▸ Given problem 1
According to the building compliance excerpt, what was the value of the water hygiene framework that H2O Nationwide secured with Fusion21?

▸ Excerpt to read
★ ★ ★ ★ ★ ★ ★

Our Building Compliance businesses comprise Allied Protection (fire and electrical), H2O Nationwide (air and water) and Precision Lift Services (lifts).

 

H2O Nationwide had another superb year, as we further developed its footprint in both the social housing and industrial and commercial sectors. During the year, the business secured a £0.5m water hygiene maintenance contract with the London Borough of Ealing, a £0.6m water compliance contract with Homes For Haringey, a £0.6m framework with Procurement for All and a £0.7m water hygiene framework with Fusion21. There is significant strategic bandwidth in this business, individually and together in water and air hygiene services, as well as further development in the Industrial and Commerical market and we are excited about the future value that can be generated.

 

With new management in place, Allied turned a small FY16 EBITA loss into a healthy EBITA profit in FY17 through a focus on operational improvement. This was really pleasing after a difficult FY16, where we saw a significant drop-off in project works. The Grenfell Tower tragedy has focused the attention of clients on the non-discretionary nature of fire protection and we expect this market to develop further in the future. It is too early to determine quite how these developments may progress as there are a range of potential solutions, but we invested during the second half in our central team to ensure we are best placed to respond to client requests and, importantly, provide them with the documentary reassurance they need to remain compliant. Allied was engaged by Kensington and Chelsea in January 2017 to certify the appropriate working of its installed fire safety systems at Grenfell Tower and is satisfied the system was maintained in accordance with the requirements. All evidence presented to date indicates that the system performed as it was designed to do and there has been no inference of any contractual shortcomings on Allied's part. Allied was not responsible for the specification or installation of the system.

★ ★ ★ ★ ★ ★ ★

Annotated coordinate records
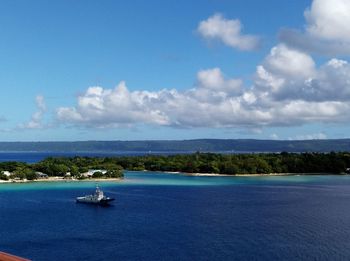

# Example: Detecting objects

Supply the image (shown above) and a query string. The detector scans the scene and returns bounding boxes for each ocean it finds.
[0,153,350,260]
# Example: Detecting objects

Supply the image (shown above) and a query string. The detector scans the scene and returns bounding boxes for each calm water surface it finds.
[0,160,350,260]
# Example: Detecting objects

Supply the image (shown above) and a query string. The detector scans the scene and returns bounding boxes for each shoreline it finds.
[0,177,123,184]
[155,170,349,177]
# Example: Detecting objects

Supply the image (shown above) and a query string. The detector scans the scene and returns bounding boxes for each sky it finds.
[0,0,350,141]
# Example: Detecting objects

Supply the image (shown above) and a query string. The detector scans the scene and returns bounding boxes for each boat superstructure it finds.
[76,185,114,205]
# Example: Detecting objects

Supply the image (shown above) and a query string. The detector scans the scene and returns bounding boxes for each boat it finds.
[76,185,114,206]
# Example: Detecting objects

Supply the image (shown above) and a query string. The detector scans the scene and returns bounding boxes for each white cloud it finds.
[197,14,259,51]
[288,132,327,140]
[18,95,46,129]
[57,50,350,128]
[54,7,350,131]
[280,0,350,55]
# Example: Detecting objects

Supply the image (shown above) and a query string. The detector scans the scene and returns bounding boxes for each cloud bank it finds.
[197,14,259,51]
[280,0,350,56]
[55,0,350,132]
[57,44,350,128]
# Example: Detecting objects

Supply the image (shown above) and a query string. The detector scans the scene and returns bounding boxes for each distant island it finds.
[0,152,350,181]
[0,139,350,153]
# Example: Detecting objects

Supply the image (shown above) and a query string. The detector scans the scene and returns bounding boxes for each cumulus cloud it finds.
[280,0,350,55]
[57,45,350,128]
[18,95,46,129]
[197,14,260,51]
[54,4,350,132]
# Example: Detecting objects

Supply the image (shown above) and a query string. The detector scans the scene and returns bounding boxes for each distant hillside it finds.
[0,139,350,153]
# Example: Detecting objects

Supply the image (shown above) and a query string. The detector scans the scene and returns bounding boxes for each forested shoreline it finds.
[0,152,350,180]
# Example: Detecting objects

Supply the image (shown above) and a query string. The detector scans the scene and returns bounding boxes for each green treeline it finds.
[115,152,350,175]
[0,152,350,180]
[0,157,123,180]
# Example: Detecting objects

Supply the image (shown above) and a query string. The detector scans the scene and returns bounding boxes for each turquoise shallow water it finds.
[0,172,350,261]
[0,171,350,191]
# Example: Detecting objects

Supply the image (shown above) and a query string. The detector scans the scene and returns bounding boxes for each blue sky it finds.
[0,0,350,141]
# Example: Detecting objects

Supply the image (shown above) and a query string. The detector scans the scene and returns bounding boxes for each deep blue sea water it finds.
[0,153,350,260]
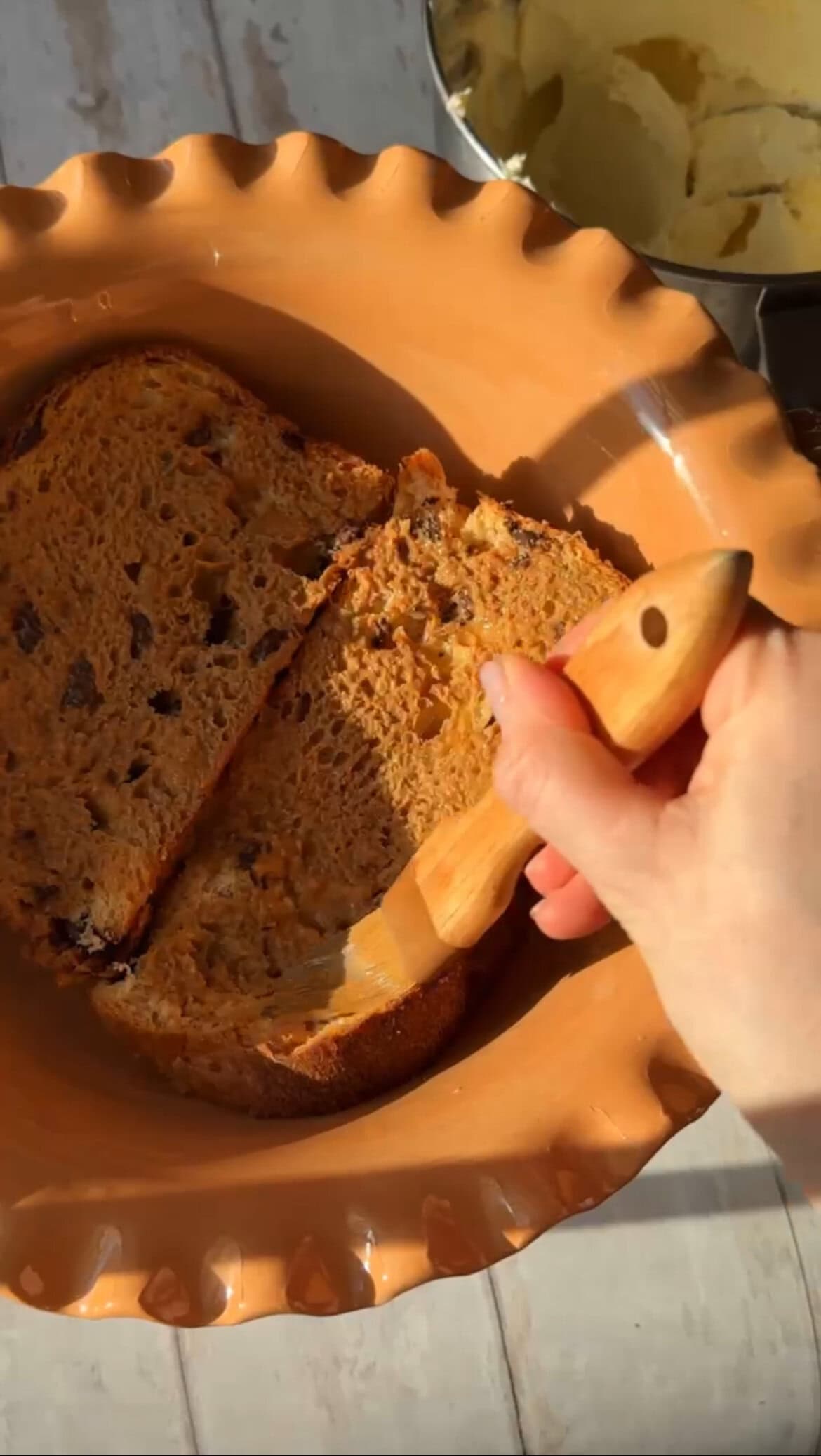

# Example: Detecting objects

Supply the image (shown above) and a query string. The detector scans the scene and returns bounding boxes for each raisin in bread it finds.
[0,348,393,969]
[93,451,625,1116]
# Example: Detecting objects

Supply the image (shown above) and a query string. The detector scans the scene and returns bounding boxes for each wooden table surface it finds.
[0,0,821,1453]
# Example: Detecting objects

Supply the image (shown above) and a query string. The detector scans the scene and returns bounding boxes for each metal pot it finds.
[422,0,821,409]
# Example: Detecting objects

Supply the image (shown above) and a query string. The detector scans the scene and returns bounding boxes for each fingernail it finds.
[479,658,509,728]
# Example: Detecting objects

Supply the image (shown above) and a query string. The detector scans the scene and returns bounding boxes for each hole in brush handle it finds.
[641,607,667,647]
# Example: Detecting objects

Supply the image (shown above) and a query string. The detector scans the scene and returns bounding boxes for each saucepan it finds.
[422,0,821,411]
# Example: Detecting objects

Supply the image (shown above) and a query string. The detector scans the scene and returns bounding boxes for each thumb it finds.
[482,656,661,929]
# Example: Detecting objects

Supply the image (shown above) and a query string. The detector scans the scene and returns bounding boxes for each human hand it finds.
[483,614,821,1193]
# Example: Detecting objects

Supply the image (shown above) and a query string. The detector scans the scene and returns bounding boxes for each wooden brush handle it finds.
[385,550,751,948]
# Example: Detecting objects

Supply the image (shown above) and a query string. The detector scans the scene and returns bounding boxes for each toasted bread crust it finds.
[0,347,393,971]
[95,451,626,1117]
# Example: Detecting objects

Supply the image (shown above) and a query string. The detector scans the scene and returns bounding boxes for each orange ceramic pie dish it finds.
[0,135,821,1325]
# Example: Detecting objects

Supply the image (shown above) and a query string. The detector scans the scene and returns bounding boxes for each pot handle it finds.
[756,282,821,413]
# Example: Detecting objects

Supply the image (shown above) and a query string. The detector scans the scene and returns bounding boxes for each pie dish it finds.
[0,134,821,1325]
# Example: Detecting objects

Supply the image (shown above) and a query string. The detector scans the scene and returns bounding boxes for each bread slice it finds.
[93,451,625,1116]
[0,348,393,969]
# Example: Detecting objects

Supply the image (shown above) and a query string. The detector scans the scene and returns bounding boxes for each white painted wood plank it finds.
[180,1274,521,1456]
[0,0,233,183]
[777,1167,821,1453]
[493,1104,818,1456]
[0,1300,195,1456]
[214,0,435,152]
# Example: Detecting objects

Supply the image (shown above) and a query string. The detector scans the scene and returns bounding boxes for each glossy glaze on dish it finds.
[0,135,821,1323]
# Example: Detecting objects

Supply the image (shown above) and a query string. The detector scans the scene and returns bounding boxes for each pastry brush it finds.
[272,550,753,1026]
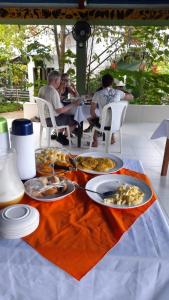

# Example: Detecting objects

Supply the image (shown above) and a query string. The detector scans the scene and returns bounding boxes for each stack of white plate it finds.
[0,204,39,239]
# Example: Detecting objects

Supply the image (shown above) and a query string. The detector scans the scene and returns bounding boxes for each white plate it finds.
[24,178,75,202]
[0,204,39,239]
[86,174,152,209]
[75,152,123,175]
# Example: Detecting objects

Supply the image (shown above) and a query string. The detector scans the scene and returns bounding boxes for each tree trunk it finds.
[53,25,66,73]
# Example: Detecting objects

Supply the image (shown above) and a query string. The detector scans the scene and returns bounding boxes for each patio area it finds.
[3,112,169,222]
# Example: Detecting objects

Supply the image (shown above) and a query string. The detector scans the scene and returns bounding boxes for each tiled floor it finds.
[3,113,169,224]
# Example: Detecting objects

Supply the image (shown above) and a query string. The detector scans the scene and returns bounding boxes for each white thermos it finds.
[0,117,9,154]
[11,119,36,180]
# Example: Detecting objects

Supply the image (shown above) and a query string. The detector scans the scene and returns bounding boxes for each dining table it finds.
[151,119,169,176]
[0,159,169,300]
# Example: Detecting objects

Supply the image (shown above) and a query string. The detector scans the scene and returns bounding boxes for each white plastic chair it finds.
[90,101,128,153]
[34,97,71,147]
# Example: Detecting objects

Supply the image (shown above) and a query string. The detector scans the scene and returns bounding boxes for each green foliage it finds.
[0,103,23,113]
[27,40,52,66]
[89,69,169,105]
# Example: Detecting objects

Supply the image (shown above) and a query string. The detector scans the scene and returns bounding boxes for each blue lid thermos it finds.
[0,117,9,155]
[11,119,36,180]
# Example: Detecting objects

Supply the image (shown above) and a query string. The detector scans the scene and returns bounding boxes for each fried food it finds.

★ ★ ★ ★ ★ ★ ★

▸ Given problem 2
Retype the records from their beginning up to and including the line containing "[54,4,350,132]", and leave the pictures out.

▸ Complete output 1
£0.7m

▸ Complete output 2
# Example: Detecting objects

Supply the image (shown above) and a query string. The detector scans the scene and returns bounding boxes for each ocean it finds.
[0,153,350,260]
# Example: Detecting objects

Supply the image (shown above) and a query string. The detector scans the scene and returns bounding boxes for each calm water surface it finds.
[0,160,350,260]
# Example: Detecting objects

Supply the image (shown above) and a query string. The detector scans the scene and returns bounding boxes for each shoreline it finds.
[0,177,123,184]
[155,170,349,177]
# Example: Detecting objects

Supply the image (shown above) and a query string. The detector scans the scene and returns bounding boxes for each sky it finds.
[0,0,350,141]
# Example: Detecting objects

Supply the image (shown above) and a query string. The detector scans the scene and returns bounding boxes for each boat superstructure it finds.
[76,185,114,205]
# Example: Detecting objects

Supply the image (shown above) and a query string. The detector scans the scene and returns bounding boxes for each boat it finds.
[76,185,114,206]
# Example: Detecting objects

Supply the image (shown above) and a query string. The detector scans the scene and returns bounding boxes for each white cloud it finds.
[197,14,259,51]
[288,132,327,140]
[18,95,46,129]
[57,50,350,128]
[54,7,350,131]
[280,0,350,55]
# Example: Detecting objects

Supply the image (shown above) and a query string. The detector scans the scene and returns bounding boxes for each cloud bank it finds.
[197,14,259,51]
[280,0,350,56]
[55,0,350,132]
[57,44,350,128]
# Example: Detecting objects

Supply the image (shown above) and a query string. The detector scans the scene and returns bounding boxes for each distant island it finds.
[0,152,350,181]
[0,139,350,153]
# Example: Detecting objects

Supply the image (shown above) and a query string. The detector scans the scene and returns bounding boxes for each cumulus cloud it finds.
[280,0,350,55]
[57,45,350,128]
[18,95,46,129]
[197,14,260,51]
[54,4,350,132]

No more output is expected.